> To do
Scan the records that follow, and whenever a line has the word "ceramic", copy it.

> Available data
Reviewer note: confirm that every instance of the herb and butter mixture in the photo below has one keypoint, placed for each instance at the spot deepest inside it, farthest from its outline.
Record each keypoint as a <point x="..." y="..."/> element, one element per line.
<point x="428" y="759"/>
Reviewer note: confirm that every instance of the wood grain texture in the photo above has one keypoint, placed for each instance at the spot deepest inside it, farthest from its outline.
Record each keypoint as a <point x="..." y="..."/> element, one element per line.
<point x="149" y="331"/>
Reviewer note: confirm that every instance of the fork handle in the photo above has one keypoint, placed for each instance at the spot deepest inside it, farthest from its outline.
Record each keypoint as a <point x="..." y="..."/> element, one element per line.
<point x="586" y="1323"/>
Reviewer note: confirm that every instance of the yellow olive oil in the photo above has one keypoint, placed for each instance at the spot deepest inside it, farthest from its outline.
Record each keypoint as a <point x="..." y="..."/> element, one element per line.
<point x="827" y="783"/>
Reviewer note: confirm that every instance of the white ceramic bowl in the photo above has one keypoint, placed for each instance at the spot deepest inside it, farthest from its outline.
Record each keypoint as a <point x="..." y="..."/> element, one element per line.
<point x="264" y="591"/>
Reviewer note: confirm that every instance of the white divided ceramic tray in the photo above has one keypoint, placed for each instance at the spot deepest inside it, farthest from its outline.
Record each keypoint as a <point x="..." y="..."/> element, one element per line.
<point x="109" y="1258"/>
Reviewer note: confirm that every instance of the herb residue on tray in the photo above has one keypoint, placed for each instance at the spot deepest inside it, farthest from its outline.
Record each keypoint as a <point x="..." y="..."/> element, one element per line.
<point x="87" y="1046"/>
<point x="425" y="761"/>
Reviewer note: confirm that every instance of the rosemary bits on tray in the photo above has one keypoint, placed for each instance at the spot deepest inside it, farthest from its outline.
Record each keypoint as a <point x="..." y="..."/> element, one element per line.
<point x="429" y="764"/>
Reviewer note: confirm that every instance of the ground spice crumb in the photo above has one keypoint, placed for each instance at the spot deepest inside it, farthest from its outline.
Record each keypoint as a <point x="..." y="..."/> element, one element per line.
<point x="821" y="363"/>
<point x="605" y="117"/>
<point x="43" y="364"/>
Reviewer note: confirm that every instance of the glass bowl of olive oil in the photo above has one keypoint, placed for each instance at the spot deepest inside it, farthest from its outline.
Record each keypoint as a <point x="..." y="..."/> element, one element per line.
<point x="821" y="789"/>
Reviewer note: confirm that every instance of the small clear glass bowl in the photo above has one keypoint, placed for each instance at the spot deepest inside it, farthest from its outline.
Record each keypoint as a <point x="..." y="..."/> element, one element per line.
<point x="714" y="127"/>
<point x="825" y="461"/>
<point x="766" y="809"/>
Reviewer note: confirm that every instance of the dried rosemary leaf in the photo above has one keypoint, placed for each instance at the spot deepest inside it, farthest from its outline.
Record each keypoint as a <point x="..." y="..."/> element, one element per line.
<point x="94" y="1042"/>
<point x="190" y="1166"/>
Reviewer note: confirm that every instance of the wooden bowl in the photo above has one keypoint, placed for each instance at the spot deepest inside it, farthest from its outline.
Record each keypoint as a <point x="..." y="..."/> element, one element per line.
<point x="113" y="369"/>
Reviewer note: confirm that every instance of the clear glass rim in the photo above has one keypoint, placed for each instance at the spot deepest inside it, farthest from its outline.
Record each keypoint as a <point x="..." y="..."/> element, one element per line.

> Response
Reviewer note: confirm that every instance of the white ceramic bowl in the photo above has one keypoint, placed for each instance at the spot deepest inside it, farthest from its outline.
Reviewer note: confirm that every instance of the white divided ceramic tray in the photo above has one keypoint, placed for each instance at the spot deepest inside it, farthest from its outline.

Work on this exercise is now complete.